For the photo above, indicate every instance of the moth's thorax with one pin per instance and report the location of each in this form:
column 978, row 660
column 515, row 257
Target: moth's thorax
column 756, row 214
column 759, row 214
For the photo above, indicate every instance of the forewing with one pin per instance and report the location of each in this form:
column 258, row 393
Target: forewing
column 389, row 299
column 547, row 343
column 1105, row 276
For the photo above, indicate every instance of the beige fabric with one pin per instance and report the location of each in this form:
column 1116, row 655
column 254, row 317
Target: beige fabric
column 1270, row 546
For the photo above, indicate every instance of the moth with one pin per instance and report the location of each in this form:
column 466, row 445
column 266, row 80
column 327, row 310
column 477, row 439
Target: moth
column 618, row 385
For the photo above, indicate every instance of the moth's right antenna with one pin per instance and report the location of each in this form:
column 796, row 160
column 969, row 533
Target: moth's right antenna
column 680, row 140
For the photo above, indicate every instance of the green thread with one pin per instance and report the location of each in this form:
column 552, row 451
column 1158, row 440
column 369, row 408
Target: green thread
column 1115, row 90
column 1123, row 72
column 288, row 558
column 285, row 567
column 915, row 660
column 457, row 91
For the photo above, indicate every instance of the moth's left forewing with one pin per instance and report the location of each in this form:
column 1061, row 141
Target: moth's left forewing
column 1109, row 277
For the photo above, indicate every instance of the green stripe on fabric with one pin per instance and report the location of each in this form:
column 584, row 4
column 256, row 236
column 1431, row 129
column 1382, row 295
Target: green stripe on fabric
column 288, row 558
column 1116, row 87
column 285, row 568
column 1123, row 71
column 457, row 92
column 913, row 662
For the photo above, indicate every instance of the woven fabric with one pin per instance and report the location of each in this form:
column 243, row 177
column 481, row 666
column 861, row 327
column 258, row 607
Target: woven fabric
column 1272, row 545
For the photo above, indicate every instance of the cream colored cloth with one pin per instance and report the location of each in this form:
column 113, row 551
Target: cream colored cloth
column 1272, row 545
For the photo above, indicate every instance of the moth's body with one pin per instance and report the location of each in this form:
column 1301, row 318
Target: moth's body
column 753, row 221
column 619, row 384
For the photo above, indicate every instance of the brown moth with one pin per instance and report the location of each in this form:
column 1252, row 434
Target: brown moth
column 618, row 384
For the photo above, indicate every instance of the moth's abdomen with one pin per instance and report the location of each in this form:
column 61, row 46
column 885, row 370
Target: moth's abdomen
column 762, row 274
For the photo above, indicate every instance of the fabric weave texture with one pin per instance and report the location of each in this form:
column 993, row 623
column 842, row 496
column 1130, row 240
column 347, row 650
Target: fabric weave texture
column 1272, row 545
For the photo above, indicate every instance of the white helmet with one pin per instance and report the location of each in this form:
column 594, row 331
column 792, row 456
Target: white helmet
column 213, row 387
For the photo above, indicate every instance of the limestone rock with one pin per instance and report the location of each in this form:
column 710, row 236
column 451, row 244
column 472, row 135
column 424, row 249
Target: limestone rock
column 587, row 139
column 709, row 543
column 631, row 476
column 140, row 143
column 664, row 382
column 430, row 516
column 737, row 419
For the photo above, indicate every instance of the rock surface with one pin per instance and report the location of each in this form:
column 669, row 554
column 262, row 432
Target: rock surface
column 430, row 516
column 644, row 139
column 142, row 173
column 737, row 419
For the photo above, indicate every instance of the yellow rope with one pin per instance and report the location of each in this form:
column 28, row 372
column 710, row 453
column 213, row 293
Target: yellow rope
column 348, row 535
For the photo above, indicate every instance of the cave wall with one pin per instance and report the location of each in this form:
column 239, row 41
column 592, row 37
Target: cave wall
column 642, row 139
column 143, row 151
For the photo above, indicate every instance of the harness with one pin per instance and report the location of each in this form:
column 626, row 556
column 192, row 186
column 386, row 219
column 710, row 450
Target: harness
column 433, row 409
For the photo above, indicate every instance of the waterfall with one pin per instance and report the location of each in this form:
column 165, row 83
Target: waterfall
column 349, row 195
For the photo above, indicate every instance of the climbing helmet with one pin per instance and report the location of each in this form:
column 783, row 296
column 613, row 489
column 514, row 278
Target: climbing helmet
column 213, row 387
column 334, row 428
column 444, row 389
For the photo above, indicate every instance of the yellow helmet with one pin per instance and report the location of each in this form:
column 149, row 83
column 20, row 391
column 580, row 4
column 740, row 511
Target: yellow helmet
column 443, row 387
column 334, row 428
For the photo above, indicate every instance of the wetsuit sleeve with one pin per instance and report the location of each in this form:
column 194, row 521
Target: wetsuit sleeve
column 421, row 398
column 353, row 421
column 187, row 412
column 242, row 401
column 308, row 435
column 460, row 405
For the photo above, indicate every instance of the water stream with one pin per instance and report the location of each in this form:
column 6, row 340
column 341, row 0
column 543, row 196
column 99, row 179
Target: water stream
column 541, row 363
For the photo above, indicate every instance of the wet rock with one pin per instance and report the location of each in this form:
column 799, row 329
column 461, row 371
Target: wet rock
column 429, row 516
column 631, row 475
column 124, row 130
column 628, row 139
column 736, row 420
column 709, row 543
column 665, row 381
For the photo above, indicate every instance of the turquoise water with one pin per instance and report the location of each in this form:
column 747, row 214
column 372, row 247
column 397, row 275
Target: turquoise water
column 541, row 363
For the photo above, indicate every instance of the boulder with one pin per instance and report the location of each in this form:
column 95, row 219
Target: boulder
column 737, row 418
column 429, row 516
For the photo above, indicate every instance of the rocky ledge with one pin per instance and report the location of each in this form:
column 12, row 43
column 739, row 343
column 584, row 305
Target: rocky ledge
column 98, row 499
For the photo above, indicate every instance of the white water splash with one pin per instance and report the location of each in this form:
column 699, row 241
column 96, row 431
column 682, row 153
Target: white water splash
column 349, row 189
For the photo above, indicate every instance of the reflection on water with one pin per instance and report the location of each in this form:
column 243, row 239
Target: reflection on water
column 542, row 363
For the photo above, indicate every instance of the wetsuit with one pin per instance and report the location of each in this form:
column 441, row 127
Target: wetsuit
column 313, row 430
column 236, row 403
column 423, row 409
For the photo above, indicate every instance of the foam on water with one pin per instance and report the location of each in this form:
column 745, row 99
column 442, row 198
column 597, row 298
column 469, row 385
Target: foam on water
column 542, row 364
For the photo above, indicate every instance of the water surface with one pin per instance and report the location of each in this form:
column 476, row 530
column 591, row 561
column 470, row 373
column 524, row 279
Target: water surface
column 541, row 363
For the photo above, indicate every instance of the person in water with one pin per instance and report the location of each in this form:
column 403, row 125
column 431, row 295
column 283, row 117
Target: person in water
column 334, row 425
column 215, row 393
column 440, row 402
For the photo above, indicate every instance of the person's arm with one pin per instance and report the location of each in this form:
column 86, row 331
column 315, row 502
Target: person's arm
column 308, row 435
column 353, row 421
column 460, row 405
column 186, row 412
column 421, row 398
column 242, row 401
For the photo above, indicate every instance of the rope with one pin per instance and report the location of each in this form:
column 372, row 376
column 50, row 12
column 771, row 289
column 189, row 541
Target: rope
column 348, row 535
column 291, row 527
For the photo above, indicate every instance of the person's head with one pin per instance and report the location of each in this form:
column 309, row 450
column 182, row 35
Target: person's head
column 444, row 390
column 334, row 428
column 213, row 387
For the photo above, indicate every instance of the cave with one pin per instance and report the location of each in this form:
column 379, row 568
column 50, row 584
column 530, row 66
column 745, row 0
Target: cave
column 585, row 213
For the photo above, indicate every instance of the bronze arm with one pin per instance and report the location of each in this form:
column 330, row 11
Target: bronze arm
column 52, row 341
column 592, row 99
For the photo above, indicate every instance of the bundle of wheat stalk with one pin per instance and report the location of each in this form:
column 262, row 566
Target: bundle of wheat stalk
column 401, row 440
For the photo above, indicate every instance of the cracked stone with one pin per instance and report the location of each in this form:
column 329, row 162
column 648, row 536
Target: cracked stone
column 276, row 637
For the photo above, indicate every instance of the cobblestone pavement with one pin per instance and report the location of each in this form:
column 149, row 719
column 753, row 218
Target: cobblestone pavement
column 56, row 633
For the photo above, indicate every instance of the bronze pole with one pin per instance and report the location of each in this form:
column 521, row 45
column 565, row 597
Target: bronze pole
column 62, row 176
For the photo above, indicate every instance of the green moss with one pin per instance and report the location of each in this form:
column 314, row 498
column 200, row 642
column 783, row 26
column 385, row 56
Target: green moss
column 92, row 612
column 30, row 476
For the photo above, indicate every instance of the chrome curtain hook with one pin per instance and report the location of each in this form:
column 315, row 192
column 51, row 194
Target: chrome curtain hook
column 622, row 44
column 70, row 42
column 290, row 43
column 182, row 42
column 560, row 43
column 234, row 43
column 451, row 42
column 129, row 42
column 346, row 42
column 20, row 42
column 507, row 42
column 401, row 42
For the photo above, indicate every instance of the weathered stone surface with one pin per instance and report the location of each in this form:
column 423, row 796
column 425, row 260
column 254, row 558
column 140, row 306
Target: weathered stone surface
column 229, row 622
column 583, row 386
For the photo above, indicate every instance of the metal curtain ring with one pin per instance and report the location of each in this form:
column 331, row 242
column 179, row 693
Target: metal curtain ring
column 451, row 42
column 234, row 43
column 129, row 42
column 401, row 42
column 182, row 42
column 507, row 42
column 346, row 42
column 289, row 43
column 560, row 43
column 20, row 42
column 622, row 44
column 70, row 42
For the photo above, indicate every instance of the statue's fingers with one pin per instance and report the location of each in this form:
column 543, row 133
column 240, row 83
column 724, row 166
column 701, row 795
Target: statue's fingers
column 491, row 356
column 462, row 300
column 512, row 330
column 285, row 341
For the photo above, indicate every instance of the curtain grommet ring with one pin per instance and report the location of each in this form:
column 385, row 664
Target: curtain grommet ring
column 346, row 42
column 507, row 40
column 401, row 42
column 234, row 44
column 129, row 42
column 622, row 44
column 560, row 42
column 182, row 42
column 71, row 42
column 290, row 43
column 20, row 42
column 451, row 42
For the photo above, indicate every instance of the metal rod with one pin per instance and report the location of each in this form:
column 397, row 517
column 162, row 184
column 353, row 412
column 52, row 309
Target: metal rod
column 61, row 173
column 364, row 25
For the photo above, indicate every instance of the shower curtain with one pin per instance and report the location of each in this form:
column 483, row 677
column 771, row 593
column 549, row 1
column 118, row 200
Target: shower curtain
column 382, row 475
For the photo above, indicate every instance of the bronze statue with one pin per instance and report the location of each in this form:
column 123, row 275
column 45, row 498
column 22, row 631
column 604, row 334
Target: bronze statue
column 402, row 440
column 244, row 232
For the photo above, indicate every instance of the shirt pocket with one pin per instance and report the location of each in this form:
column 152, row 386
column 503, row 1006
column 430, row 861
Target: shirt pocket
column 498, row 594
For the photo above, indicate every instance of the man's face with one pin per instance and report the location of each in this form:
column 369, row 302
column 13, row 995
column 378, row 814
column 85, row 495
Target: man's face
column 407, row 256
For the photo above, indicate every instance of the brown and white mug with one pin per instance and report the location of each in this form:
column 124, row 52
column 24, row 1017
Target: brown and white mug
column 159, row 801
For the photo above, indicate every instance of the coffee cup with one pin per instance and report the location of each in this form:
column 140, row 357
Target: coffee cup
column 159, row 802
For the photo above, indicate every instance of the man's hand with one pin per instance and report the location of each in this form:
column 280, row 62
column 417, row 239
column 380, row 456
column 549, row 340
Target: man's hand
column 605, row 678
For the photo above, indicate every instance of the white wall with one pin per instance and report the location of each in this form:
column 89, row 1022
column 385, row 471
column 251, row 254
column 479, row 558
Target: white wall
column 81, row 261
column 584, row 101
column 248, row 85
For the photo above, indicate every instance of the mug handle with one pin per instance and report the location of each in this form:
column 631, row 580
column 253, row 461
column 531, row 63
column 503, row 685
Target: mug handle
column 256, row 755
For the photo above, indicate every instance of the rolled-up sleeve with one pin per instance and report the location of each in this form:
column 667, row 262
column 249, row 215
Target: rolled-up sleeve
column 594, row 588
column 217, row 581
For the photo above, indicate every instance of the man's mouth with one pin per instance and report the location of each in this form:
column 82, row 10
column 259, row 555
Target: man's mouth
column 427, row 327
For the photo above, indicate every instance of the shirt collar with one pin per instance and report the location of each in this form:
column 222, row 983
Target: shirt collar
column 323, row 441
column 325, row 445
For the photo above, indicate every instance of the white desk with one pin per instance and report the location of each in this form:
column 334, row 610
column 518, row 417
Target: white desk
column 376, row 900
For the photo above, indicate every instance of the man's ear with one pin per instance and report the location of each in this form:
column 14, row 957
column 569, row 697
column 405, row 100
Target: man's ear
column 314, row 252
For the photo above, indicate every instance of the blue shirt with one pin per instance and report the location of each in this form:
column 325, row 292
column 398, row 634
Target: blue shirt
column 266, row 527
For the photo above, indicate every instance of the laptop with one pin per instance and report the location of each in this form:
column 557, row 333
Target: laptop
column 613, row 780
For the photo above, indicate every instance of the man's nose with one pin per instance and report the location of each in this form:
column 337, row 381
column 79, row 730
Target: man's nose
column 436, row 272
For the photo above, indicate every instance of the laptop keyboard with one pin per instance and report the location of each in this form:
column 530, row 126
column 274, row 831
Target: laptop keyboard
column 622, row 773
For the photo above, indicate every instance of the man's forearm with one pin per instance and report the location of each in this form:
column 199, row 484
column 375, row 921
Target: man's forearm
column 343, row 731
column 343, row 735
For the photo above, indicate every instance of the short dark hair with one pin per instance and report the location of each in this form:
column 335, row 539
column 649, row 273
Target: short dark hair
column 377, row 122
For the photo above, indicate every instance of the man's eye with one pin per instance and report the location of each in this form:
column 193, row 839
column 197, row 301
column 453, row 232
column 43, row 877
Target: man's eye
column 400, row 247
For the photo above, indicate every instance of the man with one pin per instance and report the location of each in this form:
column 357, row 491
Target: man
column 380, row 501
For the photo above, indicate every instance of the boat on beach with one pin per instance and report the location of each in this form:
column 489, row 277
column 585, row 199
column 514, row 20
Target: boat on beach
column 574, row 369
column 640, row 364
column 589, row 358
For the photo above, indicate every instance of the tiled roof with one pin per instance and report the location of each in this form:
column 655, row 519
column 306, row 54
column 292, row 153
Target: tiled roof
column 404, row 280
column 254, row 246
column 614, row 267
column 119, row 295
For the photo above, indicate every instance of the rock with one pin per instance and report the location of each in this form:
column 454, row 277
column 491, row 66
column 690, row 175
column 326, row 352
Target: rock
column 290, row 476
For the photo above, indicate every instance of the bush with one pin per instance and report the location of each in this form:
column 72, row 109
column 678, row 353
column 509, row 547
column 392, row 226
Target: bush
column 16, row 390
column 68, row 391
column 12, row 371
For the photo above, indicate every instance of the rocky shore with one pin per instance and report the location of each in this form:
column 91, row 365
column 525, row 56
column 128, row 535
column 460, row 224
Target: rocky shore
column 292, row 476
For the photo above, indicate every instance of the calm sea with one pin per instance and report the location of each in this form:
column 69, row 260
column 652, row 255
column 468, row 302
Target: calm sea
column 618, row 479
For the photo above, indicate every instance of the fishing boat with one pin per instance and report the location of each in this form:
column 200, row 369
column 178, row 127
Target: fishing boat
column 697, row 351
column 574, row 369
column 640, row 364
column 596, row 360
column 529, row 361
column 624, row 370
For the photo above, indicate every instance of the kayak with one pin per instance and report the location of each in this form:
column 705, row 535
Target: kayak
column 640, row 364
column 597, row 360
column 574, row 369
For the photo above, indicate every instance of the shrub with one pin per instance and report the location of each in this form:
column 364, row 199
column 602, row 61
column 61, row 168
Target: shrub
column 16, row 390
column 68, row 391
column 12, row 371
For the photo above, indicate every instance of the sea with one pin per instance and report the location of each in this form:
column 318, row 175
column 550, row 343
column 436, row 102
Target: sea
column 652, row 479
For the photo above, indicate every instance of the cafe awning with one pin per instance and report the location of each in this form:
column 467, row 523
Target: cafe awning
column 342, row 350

*Exercise objective:* Within the listing above, give again exactly every line from the line with "column 557, row 333" through the line with "column 292, row 153", both included, and no other line.

*The answer:*
column 557, row 333
Target: laptop
column 613, row 780
For the photo above, indicate every instance of the man's nose with one pin per instance and report the location of each in this form:
column 337, row 381
column 79, row 730
Target: man's nose
column 436, row 272
For the photo above, indicate every instance of the laptop keyboard with one pin per instance and report the location of each in this form:
column 530, row 126
column 274, row 831
Target: laptop keyboard
column 622, row 773
For the photo above, indicate every instance of the man's forearm with one pin per instance and report the location of each in this form:
column 199, row 484
column 375, row 921
Target: man's forearm
column 343, row 731
column 343, row 735
For the photo above, indicate every instance of the short dark hair with one pin per instance and report the location of each in this form:
column 335, row 539
column 649, row 273
Target: short dark hair
column 377, row 122
For the photo above, indicate every instance of the man's eye with one pin per instance and report the location of each in this form:
column 193, row 839
column 197, row 301
column 453, row 232
column 43, row 877
Target: man's eye
column 400, row 247
For the photo above, indicate every instance of the man with one pin per instance and report the location of each in this form:
column 357, row 491
Target: man
column 380, row 501
For the photo above, indicate every instance of the boat on beach with one pin per instance and report the location of each in this form:
column 489, row 277
column 585, row 199
column 514, row 20
Target: boat on beach
column 574, row 369
column 640, row 364
column 589, row 358
For the photo above, indicate every instance of the tiled roof with one pin per instance and report the location of each in this form:
column 655, row 519
column 306, row 54
column 292, row 153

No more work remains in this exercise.